# [RECORD LIST]
· · · · ·

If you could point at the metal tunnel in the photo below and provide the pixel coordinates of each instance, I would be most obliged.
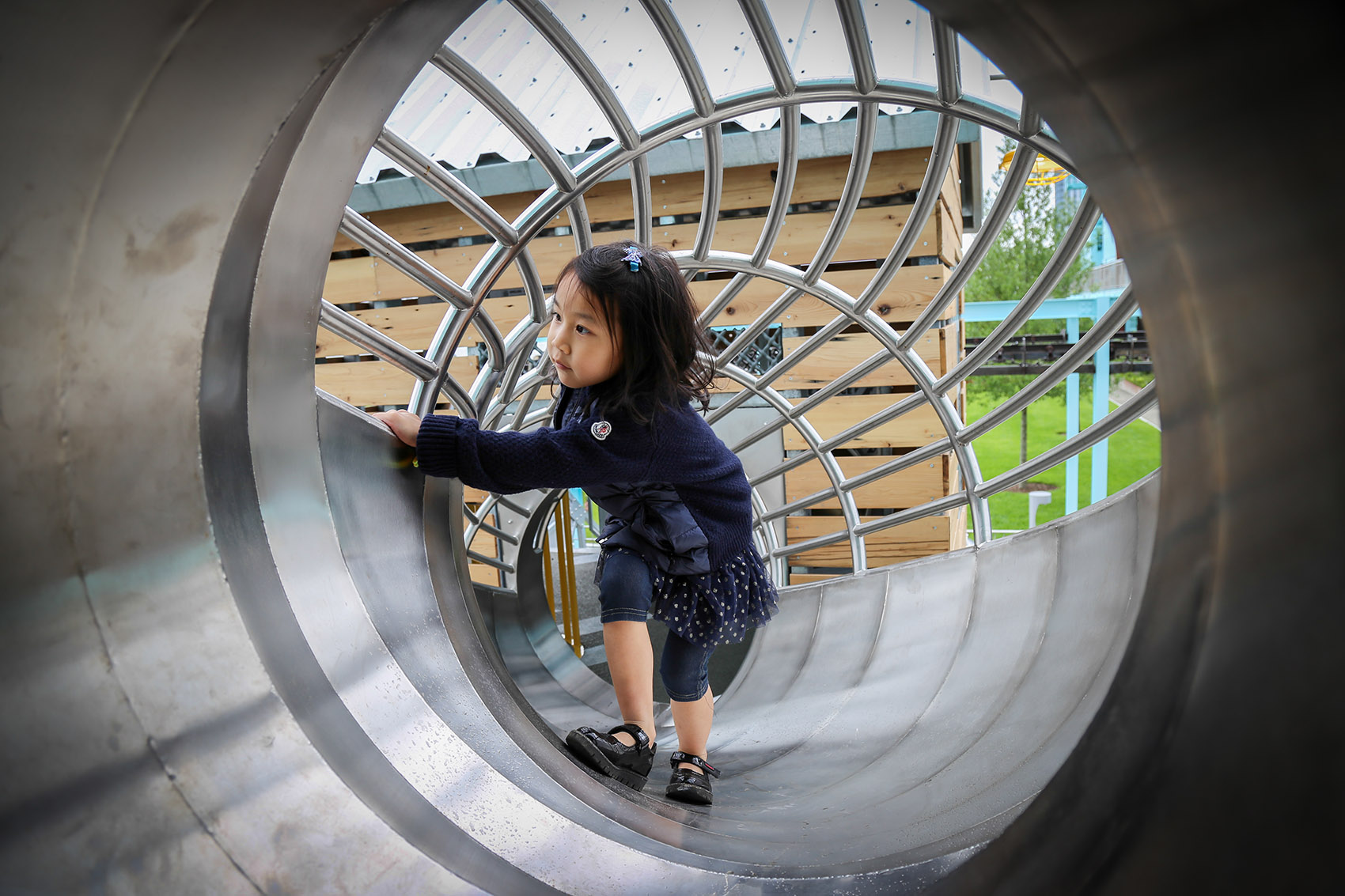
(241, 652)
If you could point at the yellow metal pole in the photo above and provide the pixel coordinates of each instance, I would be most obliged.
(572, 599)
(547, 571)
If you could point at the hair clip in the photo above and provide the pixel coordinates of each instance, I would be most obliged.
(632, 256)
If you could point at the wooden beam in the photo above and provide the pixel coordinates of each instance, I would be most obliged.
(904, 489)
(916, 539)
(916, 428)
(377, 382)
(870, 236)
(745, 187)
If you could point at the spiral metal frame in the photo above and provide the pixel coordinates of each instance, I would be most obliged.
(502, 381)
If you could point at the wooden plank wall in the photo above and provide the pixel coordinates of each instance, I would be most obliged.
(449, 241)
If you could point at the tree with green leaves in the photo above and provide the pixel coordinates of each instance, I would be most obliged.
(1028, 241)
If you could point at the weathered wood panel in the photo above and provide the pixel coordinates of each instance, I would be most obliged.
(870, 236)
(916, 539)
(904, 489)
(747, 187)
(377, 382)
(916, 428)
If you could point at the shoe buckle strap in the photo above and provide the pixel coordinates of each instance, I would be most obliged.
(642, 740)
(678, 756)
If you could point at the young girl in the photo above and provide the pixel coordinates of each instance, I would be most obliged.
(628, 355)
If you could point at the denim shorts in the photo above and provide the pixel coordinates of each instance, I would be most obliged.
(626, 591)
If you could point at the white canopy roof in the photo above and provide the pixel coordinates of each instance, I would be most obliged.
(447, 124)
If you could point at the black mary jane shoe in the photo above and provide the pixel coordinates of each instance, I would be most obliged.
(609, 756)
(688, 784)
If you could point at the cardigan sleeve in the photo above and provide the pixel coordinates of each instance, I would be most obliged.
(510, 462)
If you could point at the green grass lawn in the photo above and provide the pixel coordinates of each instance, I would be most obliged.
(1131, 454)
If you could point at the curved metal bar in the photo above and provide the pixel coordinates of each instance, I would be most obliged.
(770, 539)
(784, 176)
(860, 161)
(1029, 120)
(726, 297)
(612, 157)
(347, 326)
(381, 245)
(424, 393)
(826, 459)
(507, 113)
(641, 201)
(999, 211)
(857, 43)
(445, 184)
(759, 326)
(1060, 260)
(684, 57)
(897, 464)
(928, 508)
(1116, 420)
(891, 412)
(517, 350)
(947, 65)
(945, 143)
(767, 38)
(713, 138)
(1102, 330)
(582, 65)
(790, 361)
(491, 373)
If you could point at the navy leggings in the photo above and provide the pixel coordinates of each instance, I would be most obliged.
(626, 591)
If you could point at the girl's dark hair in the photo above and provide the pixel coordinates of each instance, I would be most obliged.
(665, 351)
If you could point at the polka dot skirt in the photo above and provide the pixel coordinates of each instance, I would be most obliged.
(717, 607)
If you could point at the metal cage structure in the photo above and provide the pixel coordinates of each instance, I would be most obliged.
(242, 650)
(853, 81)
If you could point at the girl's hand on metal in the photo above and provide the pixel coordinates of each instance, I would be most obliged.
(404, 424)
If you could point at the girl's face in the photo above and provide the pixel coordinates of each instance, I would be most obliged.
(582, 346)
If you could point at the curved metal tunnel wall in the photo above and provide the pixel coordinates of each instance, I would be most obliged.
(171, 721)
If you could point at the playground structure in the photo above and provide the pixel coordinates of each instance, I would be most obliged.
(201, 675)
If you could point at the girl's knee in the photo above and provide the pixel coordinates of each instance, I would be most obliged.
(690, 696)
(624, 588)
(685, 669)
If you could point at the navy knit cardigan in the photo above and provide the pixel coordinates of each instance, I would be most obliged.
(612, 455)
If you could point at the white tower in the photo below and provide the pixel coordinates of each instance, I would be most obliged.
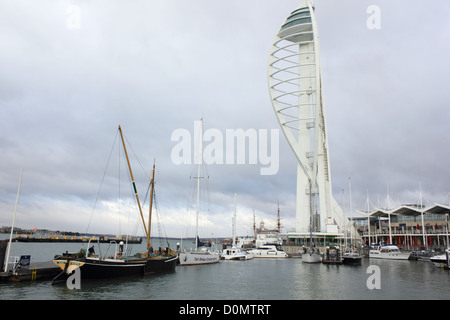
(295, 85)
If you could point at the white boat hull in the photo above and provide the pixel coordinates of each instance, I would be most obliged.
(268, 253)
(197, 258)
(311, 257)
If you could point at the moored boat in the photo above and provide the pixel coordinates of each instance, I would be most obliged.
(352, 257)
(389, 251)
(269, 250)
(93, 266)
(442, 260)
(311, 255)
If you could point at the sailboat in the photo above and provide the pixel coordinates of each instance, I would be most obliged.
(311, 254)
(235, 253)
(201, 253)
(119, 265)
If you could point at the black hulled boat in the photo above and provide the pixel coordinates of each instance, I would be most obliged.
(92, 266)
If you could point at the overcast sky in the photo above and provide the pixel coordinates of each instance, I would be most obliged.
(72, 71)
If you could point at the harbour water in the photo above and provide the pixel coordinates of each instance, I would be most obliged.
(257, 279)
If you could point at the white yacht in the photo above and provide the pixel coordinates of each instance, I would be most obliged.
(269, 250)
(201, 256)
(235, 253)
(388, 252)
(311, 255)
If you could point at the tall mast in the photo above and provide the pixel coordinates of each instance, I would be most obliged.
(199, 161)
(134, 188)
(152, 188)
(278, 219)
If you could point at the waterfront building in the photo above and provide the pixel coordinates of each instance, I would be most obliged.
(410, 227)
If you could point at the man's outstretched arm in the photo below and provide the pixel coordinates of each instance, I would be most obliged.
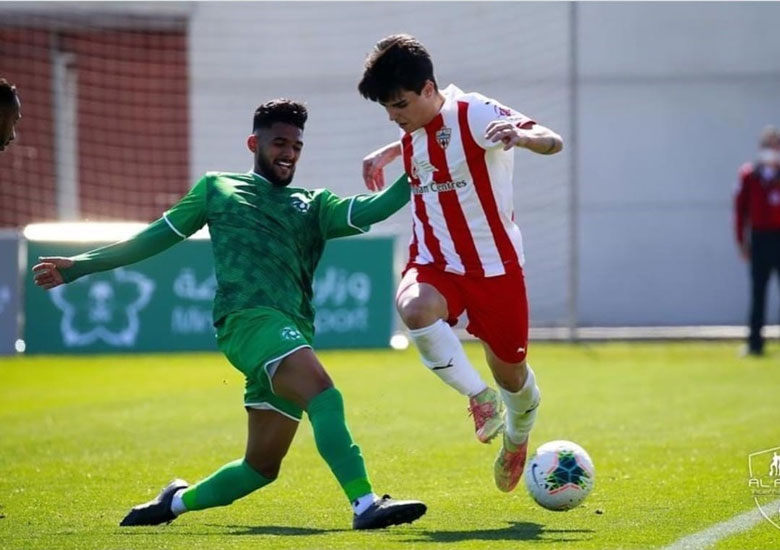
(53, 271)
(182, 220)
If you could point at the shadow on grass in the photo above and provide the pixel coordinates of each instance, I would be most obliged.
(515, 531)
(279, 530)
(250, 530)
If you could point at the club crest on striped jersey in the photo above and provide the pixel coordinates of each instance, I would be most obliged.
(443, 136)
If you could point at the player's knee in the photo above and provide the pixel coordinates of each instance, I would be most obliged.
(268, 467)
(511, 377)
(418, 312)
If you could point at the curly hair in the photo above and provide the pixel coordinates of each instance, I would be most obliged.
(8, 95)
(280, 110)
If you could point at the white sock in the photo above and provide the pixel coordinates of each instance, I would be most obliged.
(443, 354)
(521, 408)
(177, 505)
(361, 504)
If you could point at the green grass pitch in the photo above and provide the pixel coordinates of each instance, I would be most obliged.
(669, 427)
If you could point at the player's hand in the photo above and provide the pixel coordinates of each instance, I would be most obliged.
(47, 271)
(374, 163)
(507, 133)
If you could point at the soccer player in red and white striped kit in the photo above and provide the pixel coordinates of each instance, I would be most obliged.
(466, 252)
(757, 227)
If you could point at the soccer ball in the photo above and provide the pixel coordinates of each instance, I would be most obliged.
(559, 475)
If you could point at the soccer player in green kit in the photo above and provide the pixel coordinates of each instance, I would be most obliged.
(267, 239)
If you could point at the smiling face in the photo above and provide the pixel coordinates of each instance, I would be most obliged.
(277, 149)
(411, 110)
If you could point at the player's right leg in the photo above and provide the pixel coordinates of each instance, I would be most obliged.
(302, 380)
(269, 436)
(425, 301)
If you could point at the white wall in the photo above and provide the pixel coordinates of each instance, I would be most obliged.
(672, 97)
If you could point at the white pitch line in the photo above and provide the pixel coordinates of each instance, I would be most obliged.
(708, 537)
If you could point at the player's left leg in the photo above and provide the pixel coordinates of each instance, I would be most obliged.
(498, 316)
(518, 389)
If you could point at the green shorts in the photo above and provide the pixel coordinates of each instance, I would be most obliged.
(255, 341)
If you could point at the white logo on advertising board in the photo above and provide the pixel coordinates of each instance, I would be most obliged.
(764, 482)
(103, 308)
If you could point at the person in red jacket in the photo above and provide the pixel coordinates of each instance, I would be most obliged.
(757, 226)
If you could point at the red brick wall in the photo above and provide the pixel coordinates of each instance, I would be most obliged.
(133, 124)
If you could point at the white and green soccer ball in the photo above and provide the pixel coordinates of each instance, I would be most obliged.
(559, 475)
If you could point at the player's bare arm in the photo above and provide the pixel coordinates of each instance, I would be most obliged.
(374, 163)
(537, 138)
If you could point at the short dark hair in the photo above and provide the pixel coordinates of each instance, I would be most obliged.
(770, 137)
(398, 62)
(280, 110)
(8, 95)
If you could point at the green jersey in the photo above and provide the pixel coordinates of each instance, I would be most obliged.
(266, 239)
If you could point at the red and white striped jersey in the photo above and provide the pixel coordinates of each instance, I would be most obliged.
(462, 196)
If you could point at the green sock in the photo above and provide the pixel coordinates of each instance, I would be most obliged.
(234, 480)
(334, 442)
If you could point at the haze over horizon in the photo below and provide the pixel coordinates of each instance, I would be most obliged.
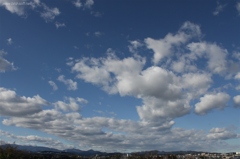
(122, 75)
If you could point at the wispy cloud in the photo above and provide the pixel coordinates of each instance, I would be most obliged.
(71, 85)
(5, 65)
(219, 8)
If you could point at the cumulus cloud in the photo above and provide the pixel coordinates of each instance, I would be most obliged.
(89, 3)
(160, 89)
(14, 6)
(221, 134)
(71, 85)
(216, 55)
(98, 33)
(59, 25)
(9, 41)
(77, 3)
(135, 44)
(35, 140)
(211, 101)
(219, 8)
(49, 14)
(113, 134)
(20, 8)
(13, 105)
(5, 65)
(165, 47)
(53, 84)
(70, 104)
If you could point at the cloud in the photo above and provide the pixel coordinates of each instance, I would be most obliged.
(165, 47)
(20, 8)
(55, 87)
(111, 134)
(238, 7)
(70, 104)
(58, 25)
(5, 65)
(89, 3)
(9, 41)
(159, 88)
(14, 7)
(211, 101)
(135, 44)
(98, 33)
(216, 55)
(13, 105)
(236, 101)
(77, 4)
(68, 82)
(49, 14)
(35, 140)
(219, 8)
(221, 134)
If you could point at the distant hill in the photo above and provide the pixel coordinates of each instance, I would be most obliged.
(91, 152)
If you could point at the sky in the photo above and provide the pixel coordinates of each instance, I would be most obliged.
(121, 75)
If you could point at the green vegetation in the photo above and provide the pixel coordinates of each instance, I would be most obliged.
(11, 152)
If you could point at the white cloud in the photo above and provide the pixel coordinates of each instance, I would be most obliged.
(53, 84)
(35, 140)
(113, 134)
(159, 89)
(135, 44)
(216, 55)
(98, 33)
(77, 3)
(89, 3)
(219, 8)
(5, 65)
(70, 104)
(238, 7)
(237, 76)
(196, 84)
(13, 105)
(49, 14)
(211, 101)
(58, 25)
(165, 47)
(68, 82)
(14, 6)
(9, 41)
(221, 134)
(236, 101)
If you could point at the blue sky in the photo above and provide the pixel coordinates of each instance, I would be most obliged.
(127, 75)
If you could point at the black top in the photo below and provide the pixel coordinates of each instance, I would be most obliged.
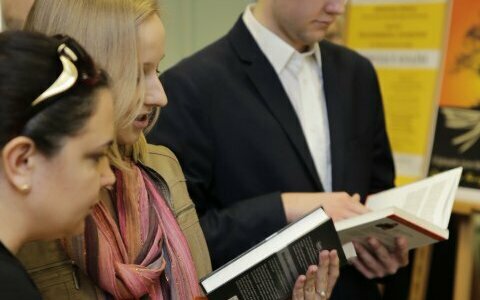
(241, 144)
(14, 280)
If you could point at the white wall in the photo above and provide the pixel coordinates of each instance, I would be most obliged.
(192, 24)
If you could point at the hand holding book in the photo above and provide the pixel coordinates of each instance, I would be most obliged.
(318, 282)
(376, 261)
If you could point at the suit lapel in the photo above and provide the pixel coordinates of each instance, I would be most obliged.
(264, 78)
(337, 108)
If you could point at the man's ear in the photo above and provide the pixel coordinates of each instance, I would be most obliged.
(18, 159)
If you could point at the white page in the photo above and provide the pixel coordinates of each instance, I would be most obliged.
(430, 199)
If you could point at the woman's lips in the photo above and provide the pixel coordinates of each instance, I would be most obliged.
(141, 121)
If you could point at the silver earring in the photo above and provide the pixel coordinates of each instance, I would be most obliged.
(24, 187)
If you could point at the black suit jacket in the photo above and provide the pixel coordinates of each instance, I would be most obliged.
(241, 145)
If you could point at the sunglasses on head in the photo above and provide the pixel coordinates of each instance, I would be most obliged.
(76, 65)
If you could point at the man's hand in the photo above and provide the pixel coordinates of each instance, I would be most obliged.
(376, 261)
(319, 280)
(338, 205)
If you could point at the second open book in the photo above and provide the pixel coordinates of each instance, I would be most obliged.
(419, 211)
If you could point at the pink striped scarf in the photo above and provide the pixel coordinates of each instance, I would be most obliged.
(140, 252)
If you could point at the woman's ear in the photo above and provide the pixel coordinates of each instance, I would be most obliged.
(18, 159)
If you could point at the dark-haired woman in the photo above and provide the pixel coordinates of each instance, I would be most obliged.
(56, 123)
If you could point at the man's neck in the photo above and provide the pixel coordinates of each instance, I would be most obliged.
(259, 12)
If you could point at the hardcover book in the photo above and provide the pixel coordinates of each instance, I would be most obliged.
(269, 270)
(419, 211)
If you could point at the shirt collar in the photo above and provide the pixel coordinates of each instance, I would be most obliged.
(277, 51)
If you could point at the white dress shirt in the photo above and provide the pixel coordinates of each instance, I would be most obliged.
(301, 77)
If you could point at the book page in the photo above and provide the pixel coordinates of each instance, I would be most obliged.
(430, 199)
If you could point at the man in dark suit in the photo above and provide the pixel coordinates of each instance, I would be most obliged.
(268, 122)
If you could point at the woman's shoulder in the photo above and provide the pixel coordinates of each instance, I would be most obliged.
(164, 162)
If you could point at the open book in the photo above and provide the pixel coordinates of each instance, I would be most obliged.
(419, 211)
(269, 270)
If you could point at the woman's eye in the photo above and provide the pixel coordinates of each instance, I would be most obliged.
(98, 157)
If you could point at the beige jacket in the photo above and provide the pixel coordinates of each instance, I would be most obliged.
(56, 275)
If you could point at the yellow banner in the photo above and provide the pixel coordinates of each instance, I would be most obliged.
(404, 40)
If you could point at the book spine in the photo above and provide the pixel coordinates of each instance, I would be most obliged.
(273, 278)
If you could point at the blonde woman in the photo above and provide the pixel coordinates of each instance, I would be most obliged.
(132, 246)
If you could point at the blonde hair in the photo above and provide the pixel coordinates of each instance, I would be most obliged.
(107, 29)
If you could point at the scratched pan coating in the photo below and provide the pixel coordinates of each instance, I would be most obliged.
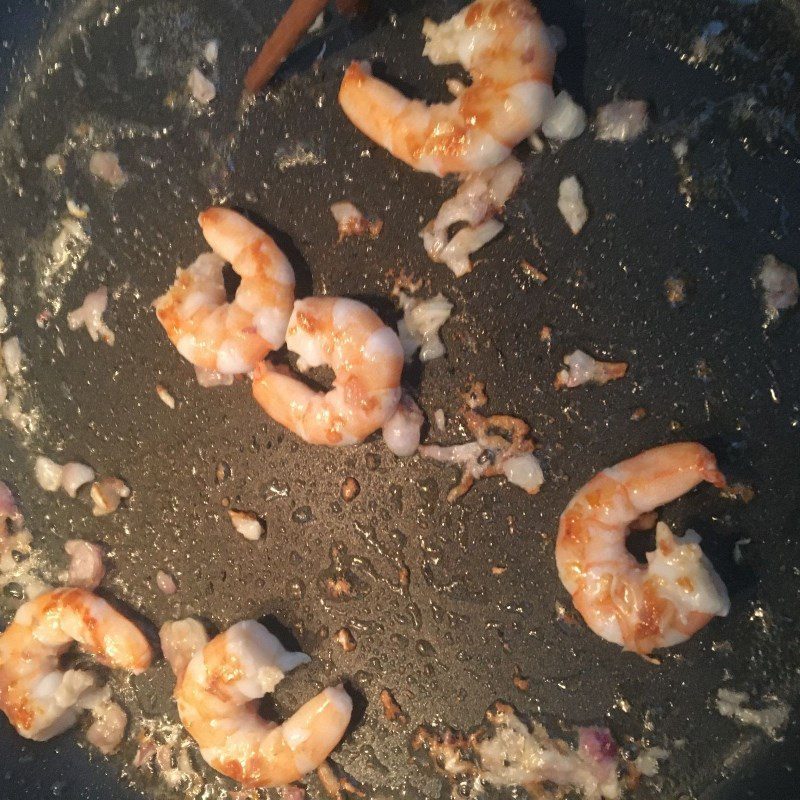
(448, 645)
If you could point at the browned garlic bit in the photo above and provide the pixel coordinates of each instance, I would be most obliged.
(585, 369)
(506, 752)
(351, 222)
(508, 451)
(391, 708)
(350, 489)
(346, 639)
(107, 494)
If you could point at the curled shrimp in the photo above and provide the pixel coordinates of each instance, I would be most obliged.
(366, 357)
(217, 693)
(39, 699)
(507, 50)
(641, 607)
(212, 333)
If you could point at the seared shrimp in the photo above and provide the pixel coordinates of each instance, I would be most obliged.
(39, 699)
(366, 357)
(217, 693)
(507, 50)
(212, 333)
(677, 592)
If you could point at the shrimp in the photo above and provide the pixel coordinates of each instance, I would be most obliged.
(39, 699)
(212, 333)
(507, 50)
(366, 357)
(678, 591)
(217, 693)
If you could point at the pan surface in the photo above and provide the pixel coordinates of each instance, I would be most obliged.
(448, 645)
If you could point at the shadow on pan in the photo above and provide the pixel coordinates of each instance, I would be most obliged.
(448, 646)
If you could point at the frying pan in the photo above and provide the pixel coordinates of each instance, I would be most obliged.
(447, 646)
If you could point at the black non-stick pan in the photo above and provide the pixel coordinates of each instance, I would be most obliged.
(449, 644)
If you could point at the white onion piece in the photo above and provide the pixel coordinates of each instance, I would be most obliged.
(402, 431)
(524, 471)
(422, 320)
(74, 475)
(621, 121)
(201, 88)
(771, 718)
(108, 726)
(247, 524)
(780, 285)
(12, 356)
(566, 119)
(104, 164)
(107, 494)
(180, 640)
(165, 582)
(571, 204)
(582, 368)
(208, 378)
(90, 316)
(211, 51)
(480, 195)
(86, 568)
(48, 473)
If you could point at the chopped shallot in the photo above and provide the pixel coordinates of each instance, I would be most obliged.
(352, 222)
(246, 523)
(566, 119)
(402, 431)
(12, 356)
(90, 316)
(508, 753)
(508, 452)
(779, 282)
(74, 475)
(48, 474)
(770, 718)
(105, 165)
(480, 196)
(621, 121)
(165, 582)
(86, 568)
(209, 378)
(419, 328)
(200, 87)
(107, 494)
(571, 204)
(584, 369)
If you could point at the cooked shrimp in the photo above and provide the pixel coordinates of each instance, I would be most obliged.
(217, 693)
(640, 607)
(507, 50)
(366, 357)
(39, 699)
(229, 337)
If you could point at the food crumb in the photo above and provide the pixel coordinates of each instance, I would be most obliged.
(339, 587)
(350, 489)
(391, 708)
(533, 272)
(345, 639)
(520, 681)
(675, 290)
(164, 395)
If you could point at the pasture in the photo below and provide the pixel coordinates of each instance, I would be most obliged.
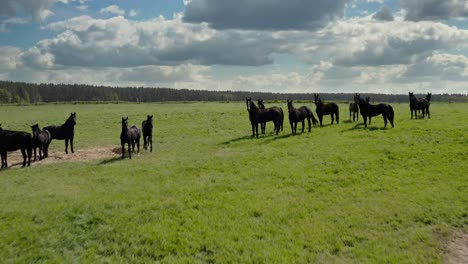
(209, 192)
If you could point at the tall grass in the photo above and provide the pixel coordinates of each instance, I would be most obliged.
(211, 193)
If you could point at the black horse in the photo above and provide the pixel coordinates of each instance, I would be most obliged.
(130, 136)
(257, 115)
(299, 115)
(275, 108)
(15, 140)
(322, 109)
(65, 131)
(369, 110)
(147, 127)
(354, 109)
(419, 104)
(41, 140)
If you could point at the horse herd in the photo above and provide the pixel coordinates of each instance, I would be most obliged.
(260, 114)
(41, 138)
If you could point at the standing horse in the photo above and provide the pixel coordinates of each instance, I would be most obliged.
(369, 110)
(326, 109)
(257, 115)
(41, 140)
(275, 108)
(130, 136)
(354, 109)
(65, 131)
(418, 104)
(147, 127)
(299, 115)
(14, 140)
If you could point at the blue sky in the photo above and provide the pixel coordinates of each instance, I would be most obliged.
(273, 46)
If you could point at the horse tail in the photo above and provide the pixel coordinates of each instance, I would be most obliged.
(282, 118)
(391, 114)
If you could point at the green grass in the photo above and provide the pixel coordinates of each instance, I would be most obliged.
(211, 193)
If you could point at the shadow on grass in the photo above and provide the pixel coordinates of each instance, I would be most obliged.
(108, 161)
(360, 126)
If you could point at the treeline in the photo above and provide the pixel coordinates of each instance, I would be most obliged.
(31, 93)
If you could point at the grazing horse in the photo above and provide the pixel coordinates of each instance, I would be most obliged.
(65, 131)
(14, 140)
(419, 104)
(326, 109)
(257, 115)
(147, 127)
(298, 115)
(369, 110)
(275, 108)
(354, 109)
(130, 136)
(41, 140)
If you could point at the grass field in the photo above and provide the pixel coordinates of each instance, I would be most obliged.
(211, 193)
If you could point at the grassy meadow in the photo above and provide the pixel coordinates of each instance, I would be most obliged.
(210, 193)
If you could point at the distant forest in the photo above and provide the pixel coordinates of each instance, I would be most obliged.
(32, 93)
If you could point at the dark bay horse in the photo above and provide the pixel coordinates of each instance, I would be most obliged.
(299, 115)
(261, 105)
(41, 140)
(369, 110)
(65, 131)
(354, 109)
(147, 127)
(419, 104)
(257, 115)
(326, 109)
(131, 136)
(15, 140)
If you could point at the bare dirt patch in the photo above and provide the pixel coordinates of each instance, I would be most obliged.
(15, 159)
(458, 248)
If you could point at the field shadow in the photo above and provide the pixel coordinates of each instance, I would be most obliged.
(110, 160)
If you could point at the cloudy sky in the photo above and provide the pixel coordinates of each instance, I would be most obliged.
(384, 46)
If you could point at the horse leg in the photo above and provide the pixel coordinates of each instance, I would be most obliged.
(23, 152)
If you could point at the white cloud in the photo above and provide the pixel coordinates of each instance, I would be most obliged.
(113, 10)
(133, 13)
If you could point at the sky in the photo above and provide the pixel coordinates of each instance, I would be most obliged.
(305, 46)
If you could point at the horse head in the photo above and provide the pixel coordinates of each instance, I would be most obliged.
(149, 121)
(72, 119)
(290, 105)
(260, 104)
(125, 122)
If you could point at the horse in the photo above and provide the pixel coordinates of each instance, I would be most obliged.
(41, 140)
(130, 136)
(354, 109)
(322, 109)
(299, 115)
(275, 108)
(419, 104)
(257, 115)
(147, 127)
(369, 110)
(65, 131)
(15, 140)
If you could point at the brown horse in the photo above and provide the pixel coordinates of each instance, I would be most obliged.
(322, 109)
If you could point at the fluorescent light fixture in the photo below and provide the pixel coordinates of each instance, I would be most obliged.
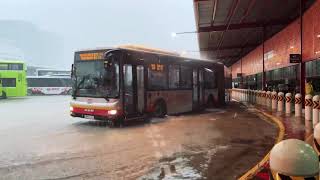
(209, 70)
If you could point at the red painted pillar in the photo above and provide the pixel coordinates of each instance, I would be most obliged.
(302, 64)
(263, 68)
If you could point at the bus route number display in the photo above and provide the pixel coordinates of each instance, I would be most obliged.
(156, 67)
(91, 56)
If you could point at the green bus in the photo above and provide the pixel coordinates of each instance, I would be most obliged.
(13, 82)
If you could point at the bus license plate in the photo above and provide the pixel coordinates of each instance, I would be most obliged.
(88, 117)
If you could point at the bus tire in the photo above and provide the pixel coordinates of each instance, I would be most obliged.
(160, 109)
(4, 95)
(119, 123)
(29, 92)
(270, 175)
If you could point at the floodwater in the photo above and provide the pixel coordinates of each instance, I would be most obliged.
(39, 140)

· · · · ·

# [GIVEN REQUEST]
Copy exactly the lines from the line containing "If you could point at the brown horse" through the last line of the records above, both included, and leave out any pictures.

# [FINISHED EXERCISE]
If you could point at the brown horse in the photo above and provide the pixel coordinates of each instance, I would be most obliged.
(322, 109)
If you could point at the fluorescent light fixture in the photo below and provide the pixel coordinates of each instance, I would be most obliged.
(209, 70)
If you could point at the red painted pillar in the photo above and provide the pixel coordinates of each instance, I would be most obliged.
(302, 64)
(263, 68)
If you could point at the bus route number display in the photo above and provide the pixel coordinates of each instance, I would be most obliged.
(156, 67)
(91, 56)
If you could point at the green bus in the photo above and provide the pixel coordinates of each instance, I would be most obliged.
(13, 82)
If you could point at the bus license plate in the photo above and provide the pixel coordinates of each instance, I would be most obliged.
(88, 117)
If you could point at the bus tire in the photo above and provide the pixel coordinates of each instance, I would be most obliged.
(160, 109)
(4, 95)
(119, 123)
(29, 92)
(270, 175)
If you could point at the floodwater in the photo above and provide the pixel coordinates of each instance, I would be most obliged.
(39, 140)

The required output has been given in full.